**Problem requirements**
Count the lines in the entries below that contain the word "dish", and reply with that number alone.
◇ ◇ ◇
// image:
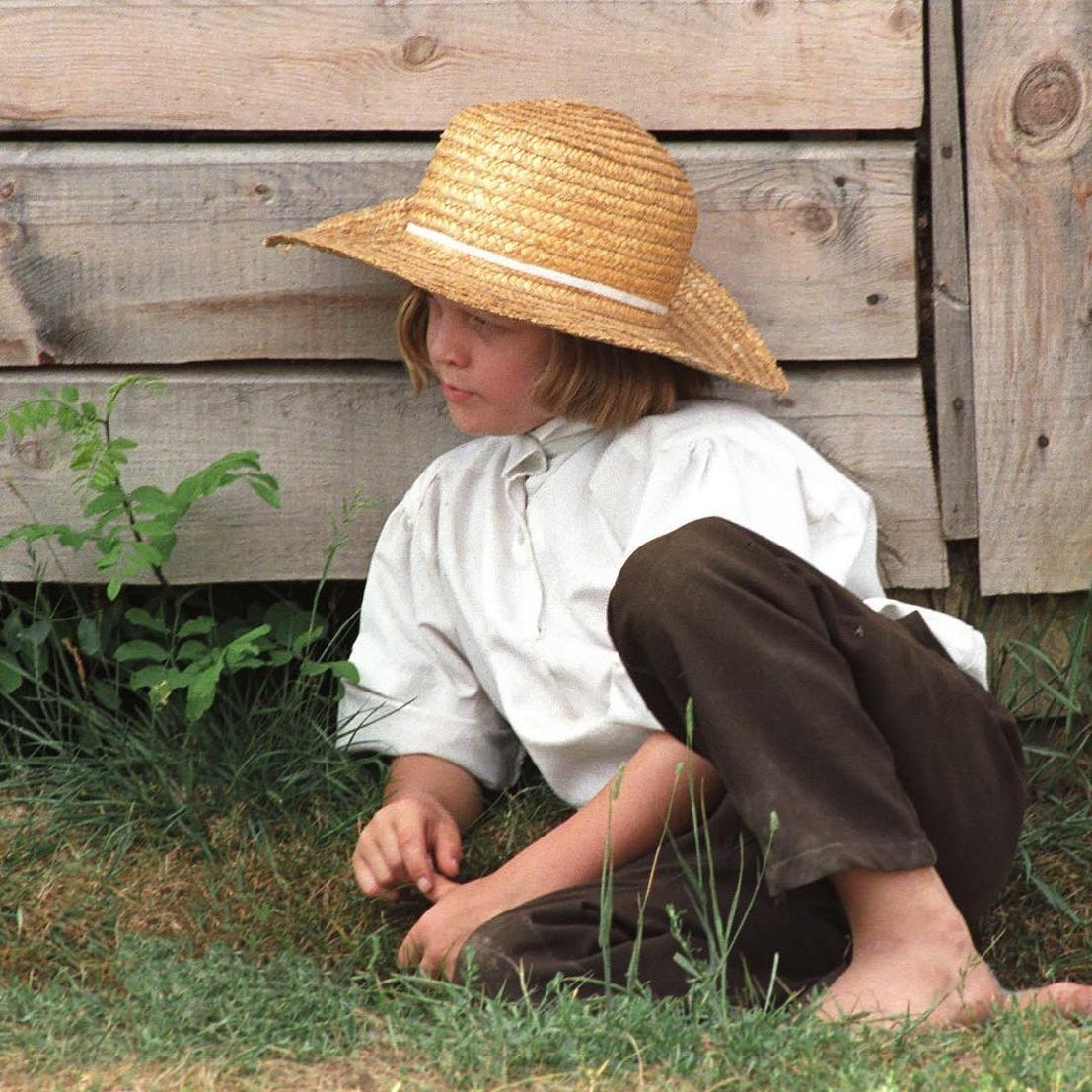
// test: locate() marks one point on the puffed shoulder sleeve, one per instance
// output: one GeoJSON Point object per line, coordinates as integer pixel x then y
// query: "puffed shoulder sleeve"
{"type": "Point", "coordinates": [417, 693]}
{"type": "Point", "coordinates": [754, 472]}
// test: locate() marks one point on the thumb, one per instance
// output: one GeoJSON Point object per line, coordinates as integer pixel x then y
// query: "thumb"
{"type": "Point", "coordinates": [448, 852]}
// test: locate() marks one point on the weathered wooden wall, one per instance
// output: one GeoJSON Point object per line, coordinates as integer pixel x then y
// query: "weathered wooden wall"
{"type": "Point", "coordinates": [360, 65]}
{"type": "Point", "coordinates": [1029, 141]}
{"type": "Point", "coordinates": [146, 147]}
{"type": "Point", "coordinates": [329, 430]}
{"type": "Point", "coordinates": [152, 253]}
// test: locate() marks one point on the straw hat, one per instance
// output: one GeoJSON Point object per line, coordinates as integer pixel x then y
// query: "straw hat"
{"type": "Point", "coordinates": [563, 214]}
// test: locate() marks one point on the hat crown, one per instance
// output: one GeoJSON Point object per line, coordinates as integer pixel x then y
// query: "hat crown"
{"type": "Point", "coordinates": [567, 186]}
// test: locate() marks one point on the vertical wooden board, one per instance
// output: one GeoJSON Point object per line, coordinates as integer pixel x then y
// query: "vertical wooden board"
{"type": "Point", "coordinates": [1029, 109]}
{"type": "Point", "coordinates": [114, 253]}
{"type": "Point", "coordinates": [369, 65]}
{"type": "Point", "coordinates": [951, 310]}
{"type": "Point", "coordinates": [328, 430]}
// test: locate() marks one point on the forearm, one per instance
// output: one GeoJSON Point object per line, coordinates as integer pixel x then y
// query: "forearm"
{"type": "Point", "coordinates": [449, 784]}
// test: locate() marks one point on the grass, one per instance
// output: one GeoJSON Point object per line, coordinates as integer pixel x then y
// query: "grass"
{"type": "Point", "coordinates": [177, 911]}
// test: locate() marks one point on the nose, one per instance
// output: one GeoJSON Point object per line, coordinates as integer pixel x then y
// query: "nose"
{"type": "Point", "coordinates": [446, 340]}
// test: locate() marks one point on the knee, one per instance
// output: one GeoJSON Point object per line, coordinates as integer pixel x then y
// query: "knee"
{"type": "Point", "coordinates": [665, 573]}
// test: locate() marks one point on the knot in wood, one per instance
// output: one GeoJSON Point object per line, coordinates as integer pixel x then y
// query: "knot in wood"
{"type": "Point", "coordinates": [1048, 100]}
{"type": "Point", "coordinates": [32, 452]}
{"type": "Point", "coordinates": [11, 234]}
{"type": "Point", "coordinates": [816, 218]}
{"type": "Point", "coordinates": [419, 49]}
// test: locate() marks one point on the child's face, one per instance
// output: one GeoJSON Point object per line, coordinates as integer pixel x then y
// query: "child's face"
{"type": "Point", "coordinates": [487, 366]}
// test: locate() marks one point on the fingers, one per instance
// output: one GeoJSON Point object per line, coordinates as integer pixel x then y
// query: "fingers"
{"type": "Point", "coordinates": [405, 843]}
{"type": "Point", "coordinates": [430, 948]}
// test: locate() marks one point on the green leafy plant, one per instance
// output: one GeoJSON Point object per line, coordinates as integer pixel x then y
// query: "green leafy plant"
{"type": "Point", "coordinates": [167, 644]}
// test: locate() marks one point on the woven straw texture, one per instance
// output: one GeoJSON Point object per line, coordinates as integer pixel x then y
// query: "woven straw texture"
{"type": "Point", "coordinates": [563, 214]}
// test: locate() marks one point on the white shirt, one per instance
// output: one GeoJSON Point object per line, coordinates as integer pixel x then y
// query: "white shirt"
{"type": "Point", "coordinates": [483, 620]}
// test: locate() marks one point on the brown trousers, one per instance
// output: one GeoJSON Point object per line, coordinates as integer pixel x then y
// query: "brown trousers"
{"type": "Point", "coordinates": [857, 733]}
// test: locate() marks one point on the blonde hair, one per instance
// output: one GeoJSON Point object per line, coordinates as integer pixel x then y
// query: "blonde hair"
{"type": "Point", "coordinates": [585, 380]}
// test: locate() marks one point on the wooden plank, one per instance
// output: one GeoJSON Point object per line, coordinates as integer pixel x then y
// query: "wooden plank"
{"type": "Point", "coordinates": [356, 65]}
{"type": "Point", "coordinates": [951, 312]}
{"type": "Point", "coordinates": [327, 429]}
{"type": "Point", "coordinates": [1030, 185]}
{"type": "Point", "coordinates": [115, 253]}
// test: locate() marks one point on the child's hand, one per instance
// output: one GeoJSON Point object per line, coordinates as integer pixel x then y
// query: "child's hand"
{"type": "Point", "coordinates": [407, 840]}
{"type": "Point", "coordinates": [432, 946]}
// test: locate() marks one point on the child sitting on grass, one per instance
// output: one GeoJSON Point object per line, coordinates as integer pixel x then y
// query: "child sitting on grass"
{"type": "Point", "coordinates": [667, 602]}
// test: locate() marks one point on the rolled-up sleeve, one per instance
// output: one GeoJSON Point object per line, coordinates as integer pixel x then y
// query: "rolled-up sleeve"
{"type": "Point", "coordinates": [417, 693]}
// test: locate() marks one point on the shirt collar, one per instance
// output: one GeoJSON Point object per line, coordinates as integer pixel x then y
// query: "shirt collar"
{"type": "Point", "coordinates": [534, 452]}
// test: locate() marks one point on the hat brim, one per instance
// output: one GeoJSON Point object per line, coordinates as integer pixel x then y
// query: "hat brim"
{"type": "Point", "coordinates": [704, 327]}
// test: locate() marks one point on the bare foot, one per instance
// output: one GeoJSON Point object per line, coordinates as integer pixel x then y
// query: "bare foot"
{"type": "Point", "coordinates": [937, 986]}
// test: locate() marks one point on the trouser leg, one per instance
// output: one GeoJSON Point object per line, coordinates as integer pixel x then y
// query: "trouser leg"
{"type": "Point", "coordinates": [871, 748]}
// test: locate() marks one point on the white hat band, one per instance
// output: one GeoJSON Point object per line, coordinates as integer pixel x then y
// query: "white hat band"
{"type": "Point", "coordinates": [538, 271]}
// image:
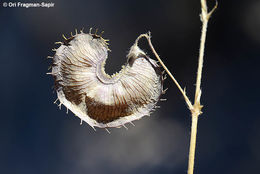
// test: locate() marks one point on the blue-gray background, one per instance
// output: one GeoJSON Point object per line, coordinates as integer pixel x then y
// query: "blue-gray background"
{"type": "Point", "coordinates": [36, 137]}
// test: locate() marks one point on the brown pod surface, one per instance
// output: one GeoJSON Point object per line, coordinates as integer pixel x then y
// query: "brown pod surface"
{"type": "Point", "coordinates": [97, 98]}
◇ ◇ ◇
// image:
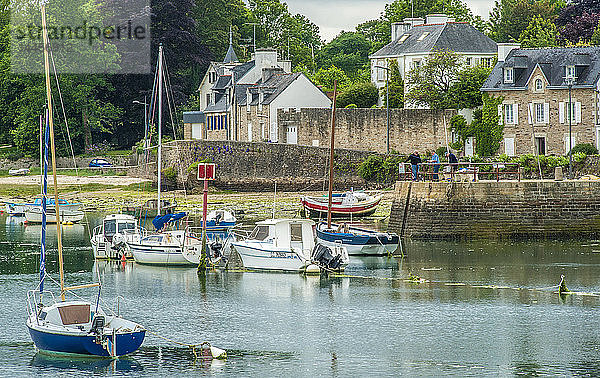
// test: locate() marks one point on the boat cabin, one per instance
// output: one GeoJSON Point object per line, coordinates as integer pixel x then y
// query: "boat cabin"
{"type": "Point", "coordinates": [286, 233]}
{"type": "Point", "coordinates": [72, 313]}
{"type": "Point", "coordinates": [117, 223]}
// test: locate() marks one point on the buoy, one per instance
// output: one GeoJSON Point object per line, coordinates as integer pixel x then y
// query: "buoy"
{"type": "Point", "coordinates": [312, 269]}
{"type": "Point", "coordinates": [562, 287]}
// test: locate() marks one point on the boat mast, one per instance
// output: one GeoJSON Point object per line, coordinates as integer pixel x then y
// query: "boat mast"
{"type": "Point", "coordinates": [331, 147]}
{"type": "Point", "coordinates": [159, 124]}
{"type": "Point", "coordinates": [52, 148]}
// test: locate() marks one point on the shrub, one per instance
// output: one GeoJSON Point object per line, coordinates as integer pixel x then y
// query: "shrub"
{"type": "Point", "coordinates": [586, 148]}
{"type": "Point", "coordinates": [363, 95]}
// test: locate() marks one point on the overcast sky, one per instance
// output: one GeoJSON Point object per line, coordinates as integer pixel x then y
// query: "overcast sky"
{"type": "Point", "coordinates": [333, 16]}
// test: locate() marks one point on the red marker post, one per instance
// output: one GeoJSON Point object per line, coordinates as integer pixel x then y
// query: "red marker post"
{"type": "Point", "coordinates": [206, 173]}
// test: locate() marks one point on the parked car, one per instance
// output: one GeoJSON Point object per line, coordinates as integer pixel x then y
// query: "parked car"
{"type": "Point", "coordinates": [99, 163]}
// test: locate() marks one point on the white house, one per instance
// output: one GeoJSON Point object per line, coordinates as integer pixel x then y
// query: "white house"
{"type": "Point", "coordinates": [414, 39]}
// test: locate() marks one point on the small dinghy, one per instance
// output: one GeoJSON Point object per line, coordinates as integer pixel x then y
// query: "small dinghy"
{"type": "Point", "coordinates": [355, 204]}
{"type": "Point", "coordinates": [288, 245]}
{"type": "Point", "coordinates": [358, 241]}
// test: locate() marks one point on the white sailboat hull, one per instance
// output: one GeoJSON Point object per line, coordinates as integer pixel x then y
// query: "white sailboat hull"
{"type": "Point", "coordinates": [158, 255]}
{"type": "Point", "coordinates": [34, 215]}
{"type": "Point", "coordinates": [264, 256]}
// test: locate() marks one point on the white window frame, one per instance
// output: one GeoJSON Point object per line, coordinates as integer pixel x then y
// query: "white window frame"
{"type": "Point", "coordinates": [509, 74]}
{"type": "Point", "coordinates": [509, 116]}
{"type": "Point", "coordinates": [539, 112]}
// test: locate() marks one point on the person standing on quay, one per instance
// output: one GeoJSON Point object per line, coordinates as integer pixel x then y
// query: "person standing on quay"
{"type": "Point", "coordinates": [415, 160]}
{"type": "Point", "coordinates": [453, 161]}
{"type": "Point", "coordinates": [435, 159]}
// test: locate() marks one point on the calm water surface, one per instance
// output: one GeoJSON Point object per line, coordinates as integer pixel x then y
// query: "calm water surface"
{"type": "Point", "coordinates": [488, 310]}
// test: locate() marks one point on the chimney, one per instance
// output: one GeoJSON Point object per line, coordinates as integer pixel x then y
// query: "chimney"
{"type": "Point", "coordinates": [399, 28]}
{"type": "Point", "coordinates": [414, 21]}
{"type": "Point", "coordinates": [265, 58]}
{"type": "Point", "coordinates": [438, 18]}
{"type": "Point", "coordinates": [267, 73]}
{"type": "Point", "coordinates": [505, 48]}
◇ ◇ ◇
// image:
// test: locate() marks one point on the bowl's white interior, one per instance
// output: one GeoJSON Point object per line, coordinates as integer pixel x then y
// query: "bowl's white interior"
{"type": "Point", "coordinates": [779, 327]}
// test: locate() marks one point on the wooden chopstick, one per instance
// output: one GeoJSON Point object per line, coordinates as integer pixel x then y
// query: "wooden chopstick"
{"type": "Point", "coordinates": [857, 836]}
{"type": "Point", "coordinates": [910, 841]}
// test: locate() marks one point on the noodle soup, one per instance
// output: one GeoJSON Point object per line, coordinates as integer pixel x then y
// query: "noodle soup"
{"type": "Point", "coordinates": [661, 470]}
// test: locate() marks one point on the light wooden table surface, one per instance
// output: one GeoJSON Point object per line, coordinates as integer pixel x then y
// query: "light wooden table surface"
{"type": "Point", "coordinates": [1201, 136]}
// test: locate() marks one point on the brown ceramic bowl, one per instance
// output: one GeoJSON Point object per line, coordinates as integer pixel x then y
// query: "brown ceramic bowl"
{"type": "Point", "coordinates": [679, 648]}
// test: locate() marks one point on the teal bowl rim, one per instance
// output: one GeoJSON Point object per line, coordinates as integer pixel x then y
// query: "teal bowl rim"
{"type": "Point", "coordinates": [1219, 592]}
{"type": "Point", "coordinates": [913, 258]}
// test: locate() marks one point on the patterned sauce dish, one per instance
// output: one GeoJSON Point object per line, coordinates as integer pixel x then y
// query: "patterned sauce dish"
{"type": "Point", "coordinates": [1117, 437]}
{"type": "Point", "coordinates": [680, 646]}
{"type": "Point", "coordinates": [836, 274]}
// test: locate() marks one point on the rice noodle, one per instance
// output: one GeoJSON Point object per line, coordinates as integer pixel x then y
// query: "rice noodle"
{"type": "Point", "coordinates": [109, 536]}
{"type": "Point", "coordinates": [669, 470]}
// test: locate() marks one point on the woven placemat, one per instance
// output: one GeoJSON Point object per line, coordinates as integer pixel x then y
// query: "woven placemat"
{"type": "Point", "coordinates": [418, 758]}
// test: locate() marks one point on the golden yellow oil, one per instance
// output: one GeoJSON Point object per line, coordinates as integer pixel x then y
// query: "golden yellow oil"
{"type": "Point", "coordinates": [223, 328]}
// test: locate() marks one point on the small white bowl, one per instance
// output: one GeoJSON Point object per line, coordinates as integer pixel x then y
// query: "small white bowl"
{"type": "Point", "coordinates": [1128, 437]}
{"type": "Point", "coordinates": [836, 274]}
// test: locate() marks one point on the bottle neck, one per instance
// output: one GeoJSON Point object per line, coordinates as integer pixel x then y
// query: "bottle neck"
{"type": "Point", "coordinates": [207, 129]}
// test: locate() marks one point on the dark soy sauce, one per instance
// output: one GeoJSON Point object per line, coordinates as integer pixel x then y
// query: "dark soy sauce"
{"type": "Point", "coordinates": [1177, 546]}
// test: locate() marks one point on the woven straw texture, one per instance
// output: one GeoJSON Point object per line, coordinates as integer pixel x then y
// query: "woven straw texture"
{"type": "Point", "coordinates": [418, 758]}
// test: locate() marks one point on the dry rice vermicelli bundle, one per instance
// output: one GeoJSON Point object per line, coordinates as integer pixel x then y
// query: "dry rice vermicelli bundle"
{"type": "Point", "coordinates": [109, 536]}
◇ ◇ ◇
**Full answer**
2